WHAT IS ASKED: Quote every line of the data below word for word, from first to last.

DATA SECTION:
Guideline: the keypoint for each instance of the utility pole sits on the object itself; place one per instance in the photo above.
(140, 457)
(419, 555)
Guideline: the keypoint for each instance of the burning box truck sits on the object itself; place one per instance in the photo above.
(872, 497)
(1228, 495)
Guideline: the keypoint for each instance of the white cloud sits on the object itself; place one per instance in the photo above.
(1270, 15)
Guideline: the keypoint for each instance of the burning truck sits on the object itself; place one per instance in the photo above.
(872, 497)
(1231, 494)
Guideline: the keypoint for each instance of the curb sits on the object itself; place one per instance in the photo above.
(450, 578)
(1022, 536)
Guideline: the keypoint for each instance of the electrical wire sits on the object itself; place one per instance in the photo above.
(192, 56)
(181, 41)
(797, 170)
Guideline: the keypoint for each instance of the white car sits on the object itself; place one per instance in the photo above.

TASK OUTPUT:
Guideline: the keypoint for each instance of the utility pole sits on the object itself; place one per instance in the photo above.
(140, 457)
(419, 555)
Guideline: the keypoint for each instance of the burning box truck sits on the object itself; place one per instance in the photo above.
(872, 497)
(1228, 495)
Guideline: the keypoint for each instance of the white cloud sits on the object itself; place one per instance in the photo above.
(1270, 15)
Guideline: the keypoint for each instance of the burning truck sits on the object itself; place one per instance in the photo above.
(872, 497)
(1231, 494)
Guideline: the keypoint for each instance of the curb sits on the object itself; place one per instance in the photo above.
(450, 578)
(1022, 536)
Guideline: the keypoint for each instance of the electrical wire sits on the object itself; place one per instance in the photo above.
(192, 56)
(181, 41)
(797, 170)
Guideline: the keypoint for each instance of the white car sits on the object itself; place one per instance in the photo above.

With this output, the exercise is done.